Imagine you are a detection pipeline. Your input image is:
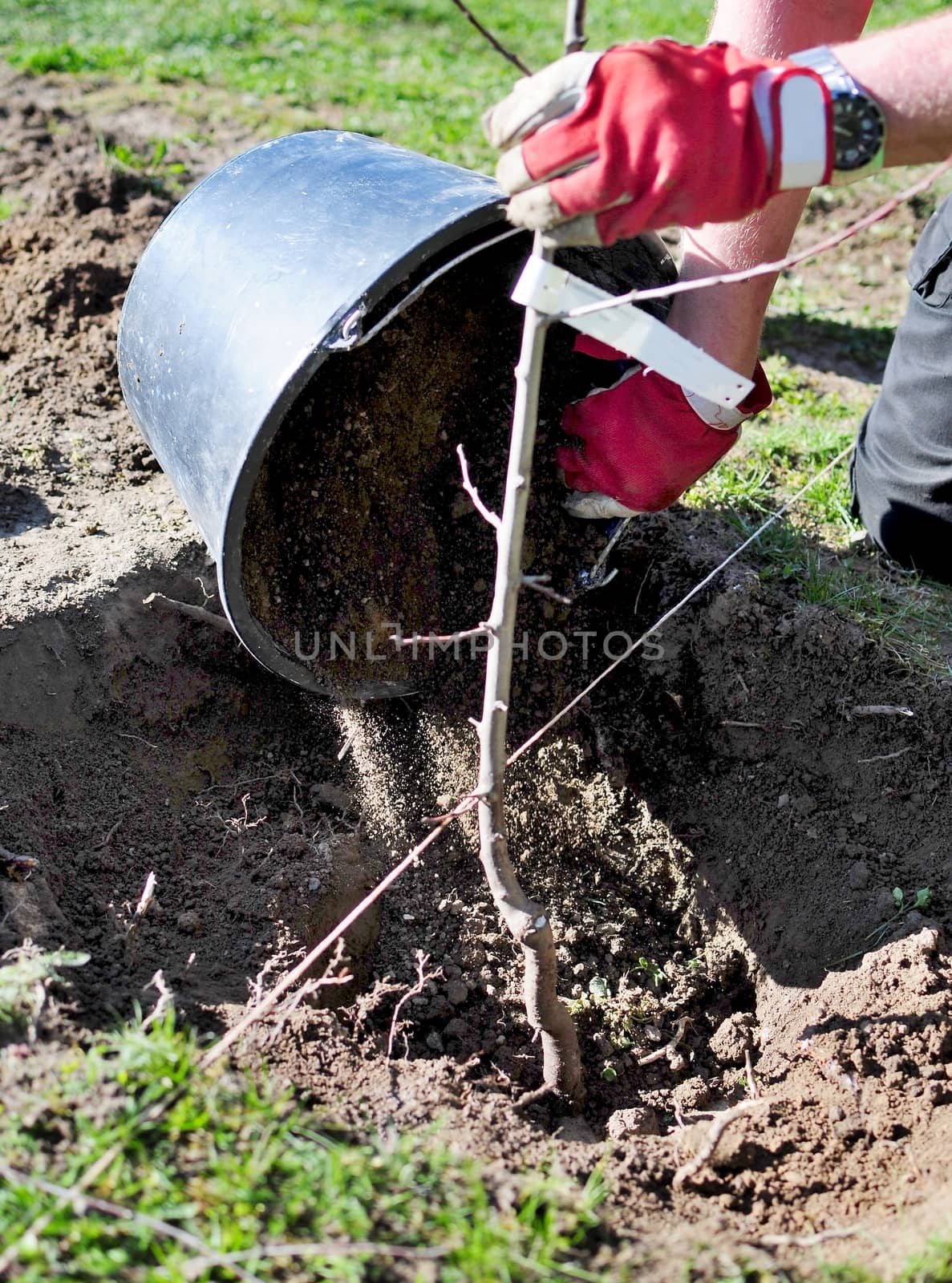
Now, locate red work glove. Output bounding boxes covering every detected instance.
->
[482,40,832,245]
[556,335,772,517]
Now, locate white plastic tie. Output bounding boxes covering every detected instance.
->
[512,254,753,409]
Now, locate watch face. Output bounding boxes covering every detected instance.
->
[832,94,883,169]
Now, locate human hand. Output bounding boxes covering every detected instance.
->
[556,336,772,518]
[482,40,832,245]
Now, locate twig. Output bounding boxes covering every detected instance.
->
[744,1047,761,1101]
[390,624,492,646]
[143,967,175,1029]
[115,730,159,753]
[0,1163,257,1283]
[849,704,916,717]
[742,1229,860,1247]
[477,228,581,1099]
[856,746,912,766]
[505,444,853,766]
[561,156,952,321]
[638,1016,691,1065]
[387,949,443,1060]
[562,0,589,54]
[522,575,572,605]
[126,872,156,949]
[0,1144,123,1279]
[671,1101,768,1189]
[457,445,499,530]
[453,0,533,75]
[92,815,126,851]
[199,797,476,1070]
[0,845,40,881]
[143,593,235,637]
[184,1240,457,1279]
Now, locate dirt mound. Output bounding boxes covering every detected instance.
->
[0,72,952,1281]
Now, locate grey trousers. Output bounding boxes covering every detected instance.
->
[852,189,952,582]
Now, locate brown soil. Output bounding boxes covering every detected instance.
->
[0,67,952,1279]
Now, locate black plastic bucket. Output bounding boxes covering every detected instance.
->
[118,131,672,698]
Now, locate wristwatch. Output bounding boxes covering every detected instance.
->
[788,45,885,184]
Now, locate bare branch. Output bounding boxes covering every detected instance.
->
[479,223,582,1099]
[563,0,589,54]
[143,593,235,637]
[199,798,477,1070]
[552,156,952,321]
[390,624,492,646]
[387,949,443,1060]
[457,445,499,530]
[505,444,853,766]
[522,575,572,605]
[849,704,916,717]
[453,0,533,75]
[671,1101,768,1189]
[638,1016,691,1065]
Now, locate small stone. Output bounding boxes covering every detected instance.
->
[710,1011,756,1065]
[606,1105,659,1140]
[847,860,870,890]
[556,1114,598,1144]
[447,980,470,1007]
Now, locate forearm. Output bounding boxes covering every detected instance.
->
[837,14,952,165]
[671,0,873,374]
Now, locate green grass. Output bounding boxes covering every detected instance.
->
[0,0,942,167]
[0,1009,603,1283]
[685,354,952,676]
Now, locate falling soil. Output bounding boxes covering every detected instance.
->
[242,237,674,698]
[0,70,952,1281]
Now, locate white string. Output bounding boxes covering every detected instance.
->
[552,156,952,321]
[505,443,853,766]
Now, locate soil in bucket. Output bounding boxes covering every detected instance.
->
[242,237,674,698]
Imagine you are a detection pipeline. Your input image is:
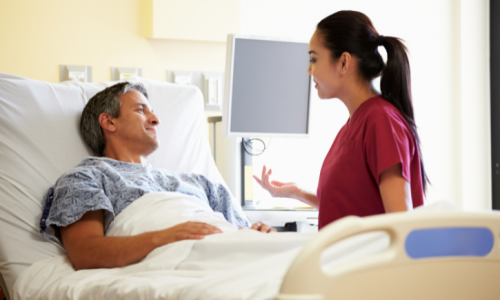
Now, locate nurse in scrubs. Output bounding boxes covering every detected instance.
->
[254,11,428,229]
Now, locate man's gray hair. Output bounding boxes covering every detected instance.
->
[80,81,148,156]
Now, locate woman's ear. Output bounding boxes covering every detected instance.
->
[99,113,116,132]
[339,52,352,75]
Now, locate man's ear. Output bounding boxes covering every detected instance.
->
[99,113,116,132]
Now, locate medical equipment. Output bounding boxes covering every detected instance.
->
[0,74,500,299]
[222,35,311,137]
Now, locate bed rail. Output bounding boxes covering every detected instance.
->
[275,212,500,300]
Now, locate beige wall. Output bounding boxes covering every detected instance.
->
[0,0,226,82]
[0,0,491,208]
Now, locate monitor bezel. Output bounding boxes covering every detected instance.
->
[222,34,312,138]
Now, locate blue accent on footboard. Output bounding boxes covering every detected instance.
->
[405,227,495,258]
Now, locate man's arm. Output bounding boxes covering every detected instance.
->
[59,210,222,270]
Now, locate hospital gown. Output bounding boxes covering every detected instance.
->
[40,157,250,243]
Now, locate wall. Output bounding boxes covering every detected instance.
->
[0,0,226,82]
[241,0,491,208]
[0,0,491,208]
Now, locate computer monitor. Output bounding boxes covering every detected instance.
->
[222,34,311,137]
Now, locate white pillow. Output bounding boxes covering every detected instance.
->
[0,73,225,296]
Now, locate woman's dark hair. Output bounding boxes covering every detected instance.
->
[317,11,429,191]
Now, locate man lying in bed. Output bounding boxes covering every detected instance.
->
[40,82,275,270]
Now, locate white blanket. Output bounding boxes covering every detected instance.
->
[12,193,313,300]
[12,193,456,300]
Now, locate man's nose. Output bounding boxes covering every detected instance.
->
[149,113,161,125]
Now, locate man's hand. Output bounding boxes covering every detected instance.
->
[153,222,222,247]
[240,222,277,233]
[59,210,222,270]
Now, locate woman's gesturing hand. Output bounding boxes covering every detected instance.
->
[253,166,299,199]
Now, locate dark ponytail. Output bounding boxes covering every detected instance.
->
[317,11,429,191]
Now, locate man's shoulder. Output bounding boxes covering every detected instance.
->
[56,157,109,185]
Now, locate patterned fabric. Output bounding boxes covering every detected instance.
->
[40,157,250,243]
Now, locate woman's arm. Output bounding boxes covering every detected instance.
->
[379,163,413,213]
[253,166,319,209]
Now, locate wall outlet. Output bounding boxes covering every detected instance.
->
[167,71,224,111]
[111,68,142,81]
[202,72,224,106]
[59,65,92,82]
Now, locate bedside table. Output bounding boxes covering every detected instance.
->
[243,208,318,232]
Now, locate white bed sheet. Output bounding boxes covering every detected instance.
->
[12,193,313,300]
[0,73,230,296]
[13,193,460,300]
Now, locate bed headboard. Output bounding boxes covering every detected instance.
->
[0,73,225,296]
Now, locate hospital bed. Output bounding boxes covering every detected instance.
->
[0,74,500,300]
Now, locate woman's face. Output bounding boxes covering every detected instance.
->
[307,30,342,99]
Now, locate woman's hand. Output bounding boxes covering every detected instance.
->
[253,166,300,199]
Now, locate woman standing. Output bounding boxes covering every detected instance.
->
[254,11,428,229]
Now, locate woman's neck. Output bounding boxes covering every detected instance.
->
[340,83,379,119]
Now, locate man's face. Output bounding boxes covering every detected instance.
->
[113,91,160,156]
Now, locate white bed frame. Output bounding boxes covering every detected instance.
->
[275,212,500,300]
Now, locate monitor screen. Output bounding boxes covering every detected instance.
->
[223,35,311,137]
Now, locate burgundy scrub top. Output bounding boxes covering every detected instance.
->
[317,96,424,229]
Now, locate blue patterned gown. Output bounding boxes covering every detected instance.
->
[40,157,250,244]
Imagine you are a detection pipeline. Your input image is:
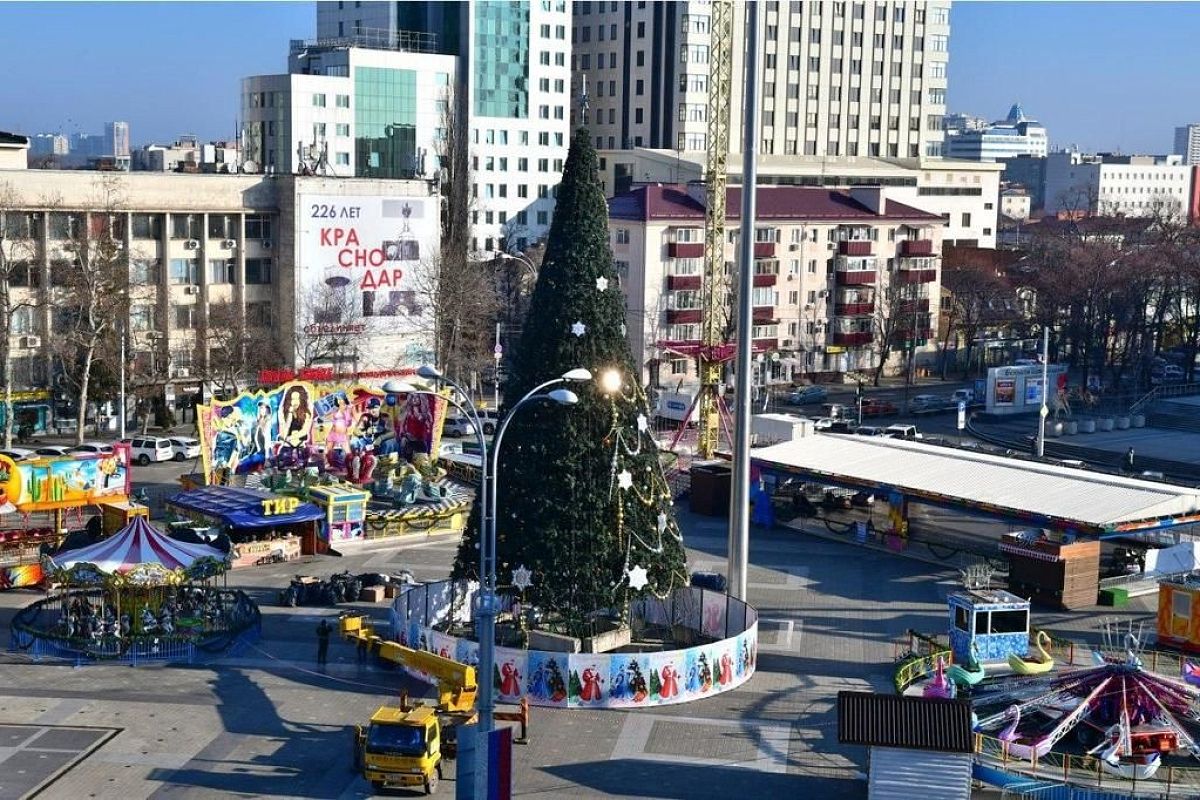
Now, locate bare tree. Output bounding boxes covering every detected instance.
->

Your objective:
Can you rewrite every line of the records above as a JSON list of strings, with one string per line, skipping blank lines and leaving out the picture lines?

Response to the task:
[
  "Imagine you are a detection pipeline. Your input image is:",
  "Now, locate red work glove. Output bounding boxes covering every detected instance.",
  "->",
  "[482,40,832,245]",
  "[556,335,772,517]",
  "Now, locate white plastic tie. Output bounding boxes covering every detected instance.",
  "->",
  "[512,254,753,409]",
  "Now, locate watch face. Output bounding boxes covering every detected instance.",
  "->",
  "[832,94,883,169]",
  "Now, locate human hand. Output bounding boxes covering every detected instance.",
  "->",
  "[556,336,772,518]",
  "[482,40,832,245]",
  "Now, locate twig. Output bounding boxes covering every detected instance.",
  "->",
  "[744,1047,761,1101]",
  "[390,624,492,646]",
  "[143,967,175,1029]",
  "[115,730,159,753]",
  "[0,1163,257,1283]",
  "[849,704,916,717]",
  "[742,1229,860,1247]",
  "[477,228,581,1099]",
  "[856,746,912,766]",
  "[505,444,853,766]",
  "[561,156,952,321]",
  "[638,1016,691,1065]",
  "[387,949,443,1060]",
  "[562,0,589,54]",
  "[522,575,572,605]",
  "[126,872,156,949]",
  "[0,1144,123,1279]",
  "[671,1101,768,1189]",
  "[457,445,499,530]",
  "[453,0,533,75]",
  "[92,815,126,851]",
  "[199,797,476,1070]",
  "[0,845,40,881]",
  "[143,593,235,637]",
  "[184,1240,457,1279]",
  "Now, locate dirt mound. Output bounding boxes covering every detected instance.",
  "->",
  "[0,72,952,1281]",
  "Now, locate grey trousers. Output bounding boxes covering every detected instance.",
  "->",
  "[852,189,952,582]",
  "Now, locate brown soil. Output bounding boxes covering every detected instance.",
  "->",
  "[0,67,952,1279]",
  "Now, locate black plastic bucket. Output bounding boxes covering every detected instance.",
  "->",
  "[118,131,672,698]",
  "Now, locate wristwatch. Output bounding boxes covering every detected instance.",
  "->",
  "[788,45,885,184]",
  "Now, locate bare branch. Output bounding boxes covering every detected instance.",
  "->",
  "[479,223,582,1099]",
  "[563,0,589,54]",
  "[143,593,235,637]",
  "[199,798,477,1070]",
  "[552,156,952,321]",
  "[390,624,492,646]",
  "[387,949,443,1060]",
  "[457,445,499,530]",
  "[505,444,853,766]",
  "[522,575,572,605]",
  "[849,704,916,717]",
  "[453,0,533,75]",
  "[671,1101,768,1189]",
  "[638,1016,691,1065]",
  "Now, locate small stone. Output bounding boxes covering every detected instance.",
  "->",
  "[710,1011,756,1065]",
  "[606,1105,659,1140]",
  "[847,860,870,890]",
  "[556,1114,598,1144]",
  "[447,980,470,1007]",
  "Now, locate forearm. Output bounding boxes covering every detected instance.",
  "->",
  "[837,14,952,165]",
  "[671,0,873,374]",
  "Now, locate green grass. Output bounding boxes covering every detected instance.",
  "->",
  "[0,0,942,167]",
  "[0,1009,603,1283]",
  "[685,354,952,676]",
  "Now, locate falling soil. Output bounding boxes covering every detected instance.",
  "->",
  "[242,237,674,698]",
  "[0,70,952,1281]",
  "Now, locate white string. Output bounding boxes covering every detected instance.",
  "->",
  "[552,156,952,321]",
  "[505,443,853,766]",
  "Now, locate soil in bucket. Output bounding boxes covering every detected instance.",
  "->",
  "[242,237,674,698]",
  "Imagine you are a detection pipeline. Your input image is:",
  "Now, locate nurse in scrubs. Output bounding boxes covering every detected instance.",
  "->",
  "[254,11,428,229]",
  "Now, locate man's gray hair. Output bounding boxes covering every detected instance.",
  "->",
  "[80,81,148,156]",
  "Now, locate woman's ear. Output bounding boxes covering every detected instance.",
  "->",
  "[99,113,116,132]",
  "[339,52,352,75]",
  "Now, locate man's ear. Output bounding boxes covering every detected instance.",
  "->",
  "[99,113,116,132]",
  "Now, locate medical equipment. Output bounding boxes covering every detected instance.",
  "->",
  "[0,74,500,299]",
  "[222,35,311,137]",
  "Now, locate bed rail. Output bounding boxes covering every detected instance.",
  "->",
  "[275,212,500,300]",
  "Now, locate beige wall. Output bounding boxes covering every detected instance.",
  "->",
  "[0,0,226,82]",
  "[0,0,491,208]",
  "Now, locate monitor bezel. Output bounding boxes covering every detected instance.",
  "->",
  "[222,34,312,138]",
  "Now, locate blue accent on footboard. Output bounding boxes covering every detected instance.",
  "->",
  "[405,227,495,258]",
  "Now, locate man's arm. Output bounding boxes covering every detected instance.",
  "->",
  "[59,210,222,270]",
  "Now, locate hospital gown. Output bounding boxes covering every detected instance.",
  "->",
  "[40,157,250,243]",
  "Now, locate wall. Output bounding boxes covering every detected instance.",
  "->",
  "[0,0,226,82]",
  "[241,0,491,208]",
  "[0,0,491,208]",
  "Now, locate computer monitor. Output bounding boxes covering every detected instance.",
  "->",
  "[222,34,311,137]",
  "Now, locate white pillow. Output bounding boxes covering every detected instance.",
  "->",
  "[0,73,225,296]",
  "Now, locate woman's dark hair. Output bounding boxes covering every detected instance.",
  "->",
  "[317,11,429,191]",
  "Now, locate man lying in bed. Output bounding boxes covering every detected instance.",
  "->",
  "[40,82,275,270]",
  "Now, locate white blanket. Output bounding boxes covering every detected instance.",
  "->",
  "[12,193,313,300]",
  "[12,193,456,300]",
  "Now, locate man's nose. Output bounding boxes covering every detected instance.",
  "->",
  "[149,113,161,125]",
  "Now, locate man's hand. Output bounding boxes covering every detected instance.",
  "->",
  "[153,222,222,247]",
  "[240,222,277,233]",
  "[59,210,222,270]",
  "Now, locate woman's gesturing hand. Output bounding boxes covering every detected instance.",
  "->",
  "[253,166,299,199]",
  "Now, locate dark ponytail. Output bounding boxes covering every detected instance.",
  "->",
  "[317,11,429,191]",
  "Now, locate man's shoulder. Output bounding boxes covering every detected instance.",
  "->",
  "[56,157,109,185]",
  "Now, locate patterned fabric. Output bounding boxes covering every detected instance.",
  "->",
  "[40,157,250,243]",
  "Now, locate woman's arm. Output bounding boxes covering every detected instance.",
  "->",
  "[379,163,413,213]",
  "[253,166,319,209]",
  "Now, locate wall outlet. Output bounding boxes covering every detected instance.",
  "->",
  "[167,71,224,111]",
  "[111,68,142,81]",
  "[202,72,224,106]",
  "[59,65,92,82]",
  "Now, locate bedside table. Output bounding boxes covering every detected instance.",
  "->",
  "[243,208,318,232]",
  "Now, locate white bed sheet. Output bounding boxes covering every detected instance.",
  "->",
  "[12,193,313,300]",
  "[0,73,230,296]",
  "[13,193,460,300]",
  "Now, locate bed headboard. Output bounding boxes covering every detected instance.",
  "->",
  "[0,73,225,296]",
  "Now, locate hospital bed. Output bounding boxes covering every detected instance.",
  "->",
  "[0,74,500,300]",
  "Now, locate woman's face. Output bounding boxes covering every detected instance.",
  "->",
  "[307,30,342,99]",
  "Now, locate woman's hand. Output bounding boxes covering every detected instance.",
  "->",
  "[253,166,300,199]",
  "Now, locate woman standing. Output bounding boxes covering every detected instance.",
  "->",
  "[254,11,428,229]",
  "Now, locate woman's neck. Output bounding boxes covering every detected instance.",
  "->",
  "[340,83,379,119]",
  "Now, locate man's face. Output bounding boxes covering every detected instance.",
  "->",
  "[113,91,160,156]",
  "Now, locate white bed frame. Output bounding boxes covering every detected instance.",
  "->",
  "[275,212,500,300]",
  "Now, locate monitor screen. Output bounding boxes covering every detected instance.",
  "->",
  "[223,35,311,137]",
  "Now, locate burgundy scrub top. Output bounding boxes covering every detected instance.",
  "->",
  "[317,96,424,229]",
  "Now, locate blue patterned gown. Output bounding boxes covering every detected instance.",
  "->",
  "[40,157,250,244]",
  "Imagine you are a detection pipeline. Your input image is:",
  "Now, locate bare tree. Output bounding boxes covering every detected instance.",
  "->"
]